• [DATA IN THIS EXERCISE]:
........

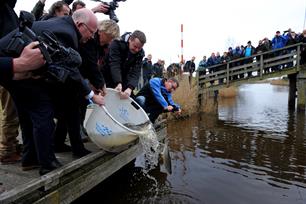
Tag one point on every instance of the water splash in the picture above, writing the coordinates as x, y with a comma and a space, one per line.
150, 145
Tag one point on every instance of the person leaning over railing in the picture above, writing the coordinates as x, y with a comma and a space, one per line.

........

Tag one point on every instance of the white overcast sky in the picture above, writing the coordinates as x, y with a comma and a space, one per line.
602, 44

........

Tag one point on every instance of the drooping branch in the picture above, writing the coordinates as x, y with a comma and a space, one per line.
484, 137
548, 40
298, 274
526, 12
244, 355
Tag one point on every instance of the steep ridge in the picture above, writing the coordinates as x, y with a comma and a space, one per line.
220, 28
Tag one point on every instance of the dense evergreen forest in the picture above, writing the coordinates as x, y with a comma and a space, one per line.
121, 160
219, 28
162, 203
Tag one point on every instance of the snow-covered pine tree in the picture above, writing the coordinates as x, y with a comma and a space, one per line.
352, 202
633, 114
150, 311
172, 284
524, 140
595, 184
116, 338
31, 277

........

• [ACTIVITY]:
All lines above from the line with "Tag one point on every instance of the water" through the line with "Tag one point on every instance of the person", both included, are to be set down exactly, with nothing else.

• [RESULT]:
Tag one point on every instance of the water splash in the picture above, writing the coordinates as x, y with a comma and a space, one per line.
150, 145
Tag one point on every instance of the person leaning over railing in the picture above, writing the coordinates as x, y with a comma and a space, one per line.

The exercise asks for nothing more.